- **WHAT TO DO**:
Rescale the data from the line containing "Target: elderly man with glasses" up to and including the last line of the data. Reproduce every line, requests included, multiplying each bounding-box coordinate in the answers by 1.9 and rounding to whole numbers with halves rounded up, while leaving the numbers in the requests and format samples unchanged.

==== RECORD LIST

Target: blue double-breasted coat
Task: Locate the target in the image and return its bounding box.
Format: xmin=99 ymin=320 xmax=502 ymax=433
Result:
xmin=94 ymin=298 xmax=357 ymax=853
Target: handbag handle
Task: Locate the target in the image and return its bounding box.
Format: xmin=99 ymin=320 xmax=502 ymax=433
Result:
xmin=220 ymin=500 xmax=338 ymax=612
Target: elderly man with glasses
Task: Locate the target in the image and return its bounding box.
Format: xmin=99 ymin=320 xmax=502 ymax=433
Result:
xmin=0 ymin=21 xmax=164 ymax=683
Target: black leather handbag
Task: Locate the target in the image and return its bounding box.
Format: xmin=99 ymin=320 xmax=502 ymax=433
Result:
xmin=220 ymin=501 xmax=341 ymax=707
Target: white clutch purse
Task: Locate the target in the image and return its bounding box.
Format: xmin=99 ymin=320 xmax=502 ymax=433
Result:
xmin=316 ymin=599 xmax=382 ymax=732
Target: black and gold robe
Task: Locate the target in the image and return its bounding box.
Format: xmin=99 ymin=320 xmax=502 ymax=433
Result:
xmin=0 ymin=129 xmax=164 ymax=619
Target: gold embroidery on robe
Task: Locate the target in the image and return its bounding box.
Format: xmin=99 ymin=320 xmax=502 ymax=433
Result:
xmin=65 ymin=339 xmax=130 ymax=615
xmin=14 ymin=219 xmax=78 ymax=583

========

- **THE ANSWER**:
Target: elderly man with glasses
Task: Locate the target in the image and return its bounding box.
Format: xmin=99 ymin=320 xmax=502 ymax=433
Result:
xmin=0 ymin=40 xmax=312 ymax=1298
Target: black leather handbag
Task: Locate the target in the image and return its bounding box.
Format: xmin=99 ymin=320 xmax=502 ymax=433
Result:
xmin=418 ymin=952 xmax=648 ymax=1343
Target: white clutch purse
Task: Locate the target in the image and return its bounding box.
Format: xmin=99 ymin=320 xmax=502 ymax=433
Result:
xmin=600 ymin=1138 xmax=726 ymax=1391
Target: black and gold robe
Task: Locate the target in the image and return its bounding box.
Format: xmin=99 ymin=320 xmax=502 ymax=433
Result:
xmin=0 ymin=245 xmax=312 ymax=1176
Target: gold embroidery on robe
Task: Locate the target in the image and return its bounding box.
Format: xmin=99 ymin=320 xmax=502 ymax=433
Result:
xmin=124 ymin=644 xmax=247 ymax=1169
xmin=27 ymin=416 xmax=148 ymax=1108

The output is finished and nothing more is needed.